Items listed in a dataset
+ + + + + + +

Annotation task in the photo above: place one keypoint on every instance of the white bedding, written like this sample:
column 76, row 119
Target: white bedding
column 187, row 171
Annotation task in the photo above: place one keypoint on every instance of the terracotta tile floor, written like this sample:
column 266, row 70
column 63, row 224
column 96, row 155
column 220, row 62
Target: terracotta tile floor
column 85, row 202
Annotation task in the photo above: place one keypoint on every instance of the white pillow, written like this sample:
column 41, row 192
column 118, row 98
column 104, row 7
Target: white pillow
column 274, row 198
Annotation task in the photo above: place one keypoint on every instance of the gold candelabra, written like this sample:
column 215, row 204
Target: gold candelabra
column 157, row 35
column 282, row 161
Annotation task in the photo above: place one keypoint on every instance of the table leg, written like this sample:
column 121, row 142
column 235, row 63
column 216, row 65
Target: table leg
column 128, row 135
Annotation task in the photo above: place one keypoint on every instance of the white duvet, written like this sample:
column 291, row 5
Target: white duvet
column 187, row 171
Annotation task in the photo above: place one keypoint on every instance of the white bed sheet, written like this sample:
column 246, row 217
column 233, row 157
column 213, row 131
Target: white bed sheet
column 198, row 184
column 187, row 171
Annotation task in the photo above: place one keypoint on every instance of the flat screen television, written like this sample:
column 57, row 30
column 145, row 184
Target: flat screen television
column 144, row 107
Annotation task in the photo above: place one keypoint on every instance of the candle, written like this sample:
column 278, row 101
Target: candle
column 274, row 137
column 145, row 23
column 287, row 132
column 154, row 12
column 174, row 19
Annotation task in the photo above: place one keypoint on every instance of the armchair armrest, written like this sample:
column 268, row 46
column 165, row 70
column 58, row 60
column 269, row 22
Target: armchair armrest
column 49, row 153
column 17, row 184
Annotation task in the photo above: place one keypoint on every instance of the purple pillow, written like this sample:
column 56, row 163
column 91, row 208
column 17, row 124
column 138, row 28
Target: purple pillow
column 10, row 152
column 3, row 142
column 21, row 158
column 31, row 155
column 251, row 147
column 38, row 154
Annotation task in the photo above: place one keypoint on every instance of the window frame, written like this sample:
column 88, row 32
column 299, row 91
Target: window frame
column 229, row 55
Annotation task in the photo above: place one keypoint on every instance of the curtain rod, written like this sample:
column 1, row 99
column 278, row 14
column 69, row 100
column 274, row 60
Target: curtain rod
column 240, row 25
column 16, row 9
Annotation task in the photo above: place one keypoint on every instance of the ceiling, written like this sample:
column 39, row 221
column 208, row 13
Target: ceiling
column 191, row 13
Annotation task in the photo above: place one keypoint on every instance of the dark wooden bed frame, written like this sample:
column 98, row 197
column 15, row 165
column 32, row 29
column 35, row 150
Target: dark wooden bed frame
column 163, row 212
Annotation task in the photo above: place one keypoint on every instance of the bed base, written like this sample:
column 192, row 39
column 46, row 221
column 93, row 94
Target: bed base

+ + + + + + +

• WHAT YOU ARE ASKED TO DO:
Change "curtain rod" to "drapery rod" in the lines starting with the one containing "of the curtain" and going on through the one containing "column 16, row 9". Return only those lines, with everything else left unchanged.

• RESPONSE FOR THIS EXERCISE:
Annotation task in the photo above: place one keypoint on every instance of the drapery rod, written like this sample:
column 1, row 99
column 278, row 14
column 69, row 100
column 274, row 60
Target: drapery rod
column 240, row 25
column 16, row 9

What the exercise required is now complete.